EXERCISE » Every line below that holds the string "blue" should be copied out.

DATA RECORDS »
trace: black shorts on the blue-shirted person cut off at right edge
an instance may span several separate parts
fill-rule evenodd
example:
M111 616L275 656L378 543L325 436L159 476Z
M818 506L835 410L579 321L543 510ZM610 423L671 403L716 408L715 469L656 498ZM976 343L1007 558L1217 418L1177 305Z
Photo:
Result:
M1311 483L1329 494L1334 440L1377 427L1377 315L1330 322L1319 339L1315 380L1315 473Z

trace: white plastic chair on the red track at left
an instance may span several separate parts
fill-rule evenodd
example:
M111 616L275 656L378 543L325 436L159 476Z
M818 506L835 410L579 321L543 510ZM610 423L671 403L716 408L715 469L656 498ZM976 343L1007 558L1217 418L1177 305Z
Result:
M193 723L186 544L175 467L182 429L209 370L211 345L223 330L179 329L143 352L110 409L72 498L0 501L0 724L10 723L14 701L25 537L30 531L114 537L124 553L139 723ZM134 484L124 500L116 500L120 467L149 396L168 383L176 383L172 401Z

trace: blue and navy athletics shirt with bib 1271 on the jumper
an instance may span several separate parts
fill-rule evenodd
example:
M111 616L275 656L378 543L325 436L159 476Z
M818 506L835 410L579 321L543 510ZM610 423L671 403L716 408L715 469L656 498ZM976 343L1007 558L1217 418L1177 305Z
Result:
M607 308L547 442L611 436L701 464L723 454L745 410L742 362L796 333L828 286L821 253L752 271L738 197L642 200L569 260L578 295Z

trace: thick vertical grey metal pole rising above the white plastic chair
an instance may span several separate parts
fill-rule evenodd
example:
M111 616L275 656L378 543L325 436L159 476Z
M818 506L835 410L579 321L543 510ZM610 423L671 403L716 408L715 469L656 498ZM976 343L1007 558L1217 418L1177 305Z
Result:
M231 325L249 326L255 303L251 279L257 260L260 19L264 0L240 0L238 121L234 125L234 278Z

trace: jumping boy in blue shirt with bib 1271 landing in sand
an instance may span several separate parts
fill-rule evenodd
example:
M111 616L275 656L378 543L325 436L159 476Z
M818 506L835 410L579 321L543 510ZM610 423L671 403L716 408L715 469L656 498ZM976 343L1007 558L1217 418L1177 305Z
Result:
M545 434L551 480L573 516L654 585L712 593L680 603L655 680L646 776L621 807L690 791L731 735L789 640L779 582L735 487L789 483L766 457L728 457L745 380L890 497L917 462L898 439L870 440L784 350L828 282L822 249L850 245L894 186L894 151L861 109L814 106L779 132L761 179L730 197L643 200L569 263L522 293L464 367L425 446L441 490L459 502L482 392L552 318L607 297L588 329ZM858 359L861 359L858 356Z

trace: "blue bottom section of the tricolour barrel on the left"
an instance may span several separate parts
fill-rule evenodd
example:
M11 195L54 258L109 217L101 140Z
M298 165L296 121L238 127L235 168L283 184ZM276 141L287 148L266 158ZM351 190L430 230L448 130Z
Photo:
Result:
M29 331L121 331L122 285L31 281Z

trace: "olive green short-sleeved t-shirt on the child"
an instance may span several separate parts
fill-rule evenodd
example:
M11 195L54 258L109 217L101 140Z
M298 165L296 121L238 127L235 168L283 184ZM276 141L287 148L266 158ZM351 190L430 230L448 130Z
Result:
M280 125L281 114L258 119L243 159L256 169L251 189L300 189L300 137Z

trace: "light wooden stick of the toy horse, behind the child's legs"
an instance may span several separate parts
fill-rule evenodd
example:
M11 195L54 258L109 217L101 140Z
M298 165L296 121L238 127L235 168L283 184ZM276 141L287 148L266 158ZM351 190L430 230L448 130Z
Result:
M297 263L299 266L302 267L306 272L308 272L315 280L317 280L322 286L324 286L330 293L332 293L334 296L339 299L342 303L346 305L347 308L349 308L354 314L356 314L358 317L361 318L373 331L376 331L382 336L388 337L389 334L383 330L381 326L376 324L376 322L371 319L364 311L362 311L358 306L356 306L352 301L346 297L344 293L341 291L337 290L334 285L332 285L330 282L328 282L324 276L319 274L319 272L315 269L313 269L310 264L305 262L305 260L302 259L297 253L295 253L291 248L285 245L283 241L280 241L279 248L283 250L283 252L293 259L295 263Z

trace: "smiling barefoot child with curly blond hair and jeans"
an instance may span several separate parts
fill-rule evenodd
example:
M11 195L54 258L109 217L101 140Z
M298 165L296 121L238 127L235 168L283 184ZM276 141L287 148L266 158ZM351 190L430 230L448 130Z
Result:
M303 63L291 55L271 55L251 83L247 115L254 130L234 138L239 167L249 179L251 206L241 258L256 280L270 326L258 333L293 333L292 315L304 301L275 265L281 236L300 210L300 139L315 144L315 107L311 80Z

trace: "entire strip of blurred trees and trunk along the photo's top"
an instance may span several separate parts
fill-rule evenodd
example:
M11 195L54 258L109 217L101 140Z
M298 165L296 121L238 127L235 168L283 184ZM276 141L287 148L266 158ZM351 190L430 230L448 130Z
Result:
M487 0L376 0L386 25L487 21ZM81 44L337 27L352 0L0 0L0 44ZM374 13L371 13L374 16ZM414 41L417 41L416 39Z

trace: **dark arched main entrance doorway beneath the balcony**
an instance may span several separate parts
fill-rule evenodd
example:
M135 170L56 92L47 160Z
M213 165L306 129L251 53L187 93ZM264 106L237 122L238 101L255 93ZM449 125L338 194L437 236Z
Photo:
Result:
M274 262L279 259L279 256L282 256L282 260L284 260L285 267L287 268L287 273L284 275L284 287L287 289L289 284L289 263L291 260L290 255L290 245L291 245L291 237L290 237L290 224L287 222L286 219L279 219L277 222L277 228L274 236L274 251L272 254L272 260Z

* * *

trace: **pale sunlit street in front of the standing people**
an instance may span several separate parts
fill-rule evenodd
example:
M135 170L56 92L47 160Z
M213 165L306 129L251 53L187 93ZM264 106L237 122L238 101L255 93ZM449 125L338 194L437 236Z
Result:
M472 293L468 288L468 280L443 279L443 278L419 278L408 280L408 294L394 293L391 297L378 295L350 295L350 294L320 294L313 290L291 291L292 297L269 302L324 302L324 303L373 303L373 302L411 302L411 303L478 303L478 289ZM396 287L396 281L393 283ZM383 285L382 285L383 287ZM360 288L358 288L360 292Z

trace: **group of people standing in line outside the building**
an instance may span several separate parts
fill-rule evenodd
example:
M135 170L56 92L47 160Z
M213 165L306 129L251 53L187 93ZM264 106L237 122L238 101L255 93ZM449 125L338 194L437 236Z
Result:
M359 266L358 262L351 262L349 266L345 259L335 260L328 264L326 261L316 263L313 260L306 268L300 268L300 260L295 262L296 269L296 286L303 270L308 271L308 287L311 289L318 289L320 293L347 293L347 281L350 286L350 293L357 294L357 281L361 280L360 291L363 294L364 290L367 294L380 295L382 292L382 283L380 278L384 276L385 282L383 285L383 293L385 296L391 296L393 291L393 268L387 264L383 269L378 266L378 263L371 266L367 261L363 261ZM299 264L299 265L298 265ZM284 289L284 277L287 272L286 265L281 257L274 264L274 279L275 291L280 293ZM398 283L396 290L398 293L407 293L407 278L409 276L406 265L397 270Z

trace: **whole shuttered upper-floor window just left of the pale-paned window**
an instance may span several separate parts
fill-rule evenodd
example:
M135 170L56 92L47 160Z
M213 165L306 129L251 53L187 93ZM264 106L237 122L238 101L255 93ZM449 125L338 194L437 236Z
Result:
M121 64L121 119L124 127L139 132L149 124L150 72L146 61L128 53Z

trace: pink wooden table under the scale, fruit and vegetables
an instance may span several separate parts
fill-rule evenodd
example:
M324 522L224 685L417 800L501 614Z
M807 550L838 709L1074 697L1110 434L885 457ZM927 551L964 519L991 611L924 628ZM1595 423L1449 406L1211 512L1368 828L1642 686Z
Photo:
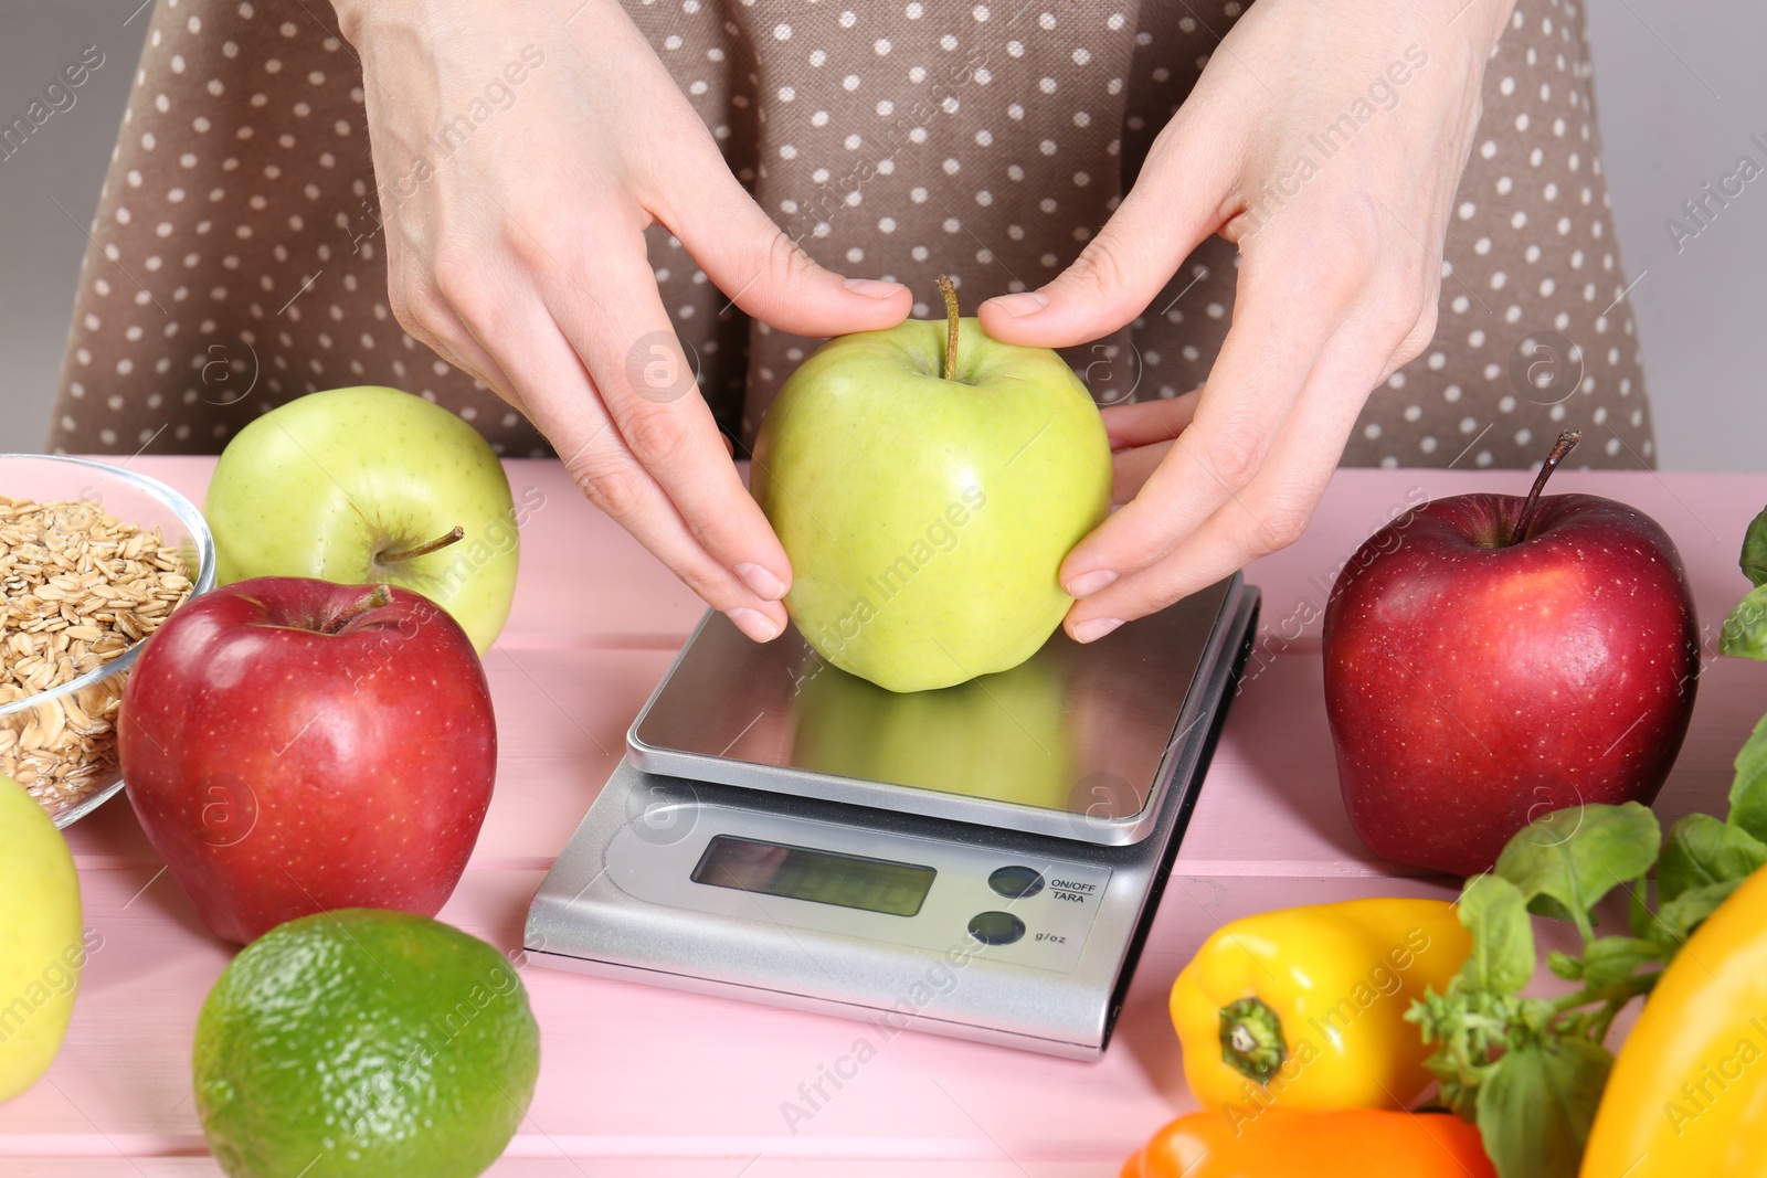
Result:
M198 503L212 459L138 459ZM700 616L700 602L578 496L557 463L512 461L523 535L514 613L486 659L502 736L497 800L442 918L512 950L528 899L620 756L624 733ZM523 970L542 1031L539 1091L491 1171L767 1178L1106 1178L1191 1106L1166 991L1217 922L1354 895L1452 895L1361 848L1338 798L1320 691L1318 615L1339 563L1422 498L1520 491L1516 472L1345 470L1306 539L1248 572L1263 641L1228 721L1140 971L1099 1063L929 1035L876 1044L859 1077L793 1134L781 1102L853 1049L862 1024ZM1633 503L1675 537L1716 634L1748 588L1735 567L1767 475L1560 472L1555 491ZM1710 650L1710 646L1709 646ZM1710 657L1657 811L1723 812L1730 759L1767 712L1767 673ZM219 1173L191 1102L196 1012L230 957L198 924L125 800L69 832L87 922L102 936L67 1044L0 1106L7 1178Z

---

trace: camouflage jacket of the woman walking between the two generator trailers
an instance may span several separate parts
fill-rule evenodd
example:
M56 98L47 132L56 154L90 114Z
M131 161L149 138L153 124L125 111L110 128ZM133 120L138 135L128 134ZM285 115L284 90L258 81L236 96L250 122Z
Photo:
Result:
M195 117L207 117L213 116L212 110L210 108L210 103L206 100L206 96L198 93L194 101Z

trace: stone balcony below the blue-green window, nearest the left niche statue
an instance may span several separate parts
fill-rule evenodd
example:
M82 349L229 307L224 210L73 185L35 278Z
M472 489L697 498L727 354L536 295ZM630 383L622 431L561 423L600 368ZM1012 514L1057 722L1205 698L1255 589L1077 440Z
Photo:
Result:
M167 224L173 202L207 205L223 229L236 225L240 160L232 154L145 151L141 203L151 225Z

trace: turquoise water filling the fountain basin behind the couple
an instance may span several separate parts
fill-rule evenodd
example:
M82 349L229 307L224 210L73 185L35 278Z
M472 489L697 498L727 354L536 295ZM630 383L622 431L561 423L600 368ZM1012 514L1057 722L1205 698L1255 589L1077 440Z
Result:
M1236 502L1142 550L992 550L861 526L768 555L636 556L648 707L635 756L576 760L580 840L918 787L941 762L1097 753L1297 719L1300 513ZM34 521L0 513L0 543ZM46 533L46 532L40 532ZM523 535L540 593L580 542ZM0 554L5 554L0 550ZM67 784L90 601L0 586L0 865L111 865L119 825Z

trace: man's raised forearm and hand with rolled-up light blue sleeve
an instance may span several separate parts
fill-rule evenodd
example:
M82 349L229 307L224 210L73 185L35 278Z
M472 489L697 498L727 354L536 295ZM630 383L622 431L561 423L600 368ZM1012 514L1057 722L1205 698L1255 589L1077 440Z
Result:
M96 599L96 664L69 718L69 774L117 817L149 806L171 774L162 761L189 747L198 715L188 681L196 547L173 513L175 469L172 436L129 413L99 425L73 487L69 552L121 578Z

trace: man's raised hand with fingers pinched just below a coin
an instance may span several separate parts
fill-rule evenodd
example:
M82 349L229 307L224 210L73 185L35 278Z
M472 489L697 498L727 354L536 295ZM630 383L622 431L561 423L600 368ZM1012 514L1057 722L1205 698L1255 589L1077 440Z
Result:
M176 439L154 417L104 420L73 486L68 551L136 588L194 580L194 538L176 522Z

RESPONSE BOX »
trace: black shorts on the blue-shirted person cut off at right edge
trace: blue and navy athletics shirt with bib 1271 on the jumper
trace: jumping boy in blue shirt with bib 1271 landing in sand
trace: "blue bottom section of the tricolour barrel on the left"
trace: stone balcony below the blue-green window, nearest the left niche statue
trace: man's raised forearm and hand with rolled-up light blue sleeve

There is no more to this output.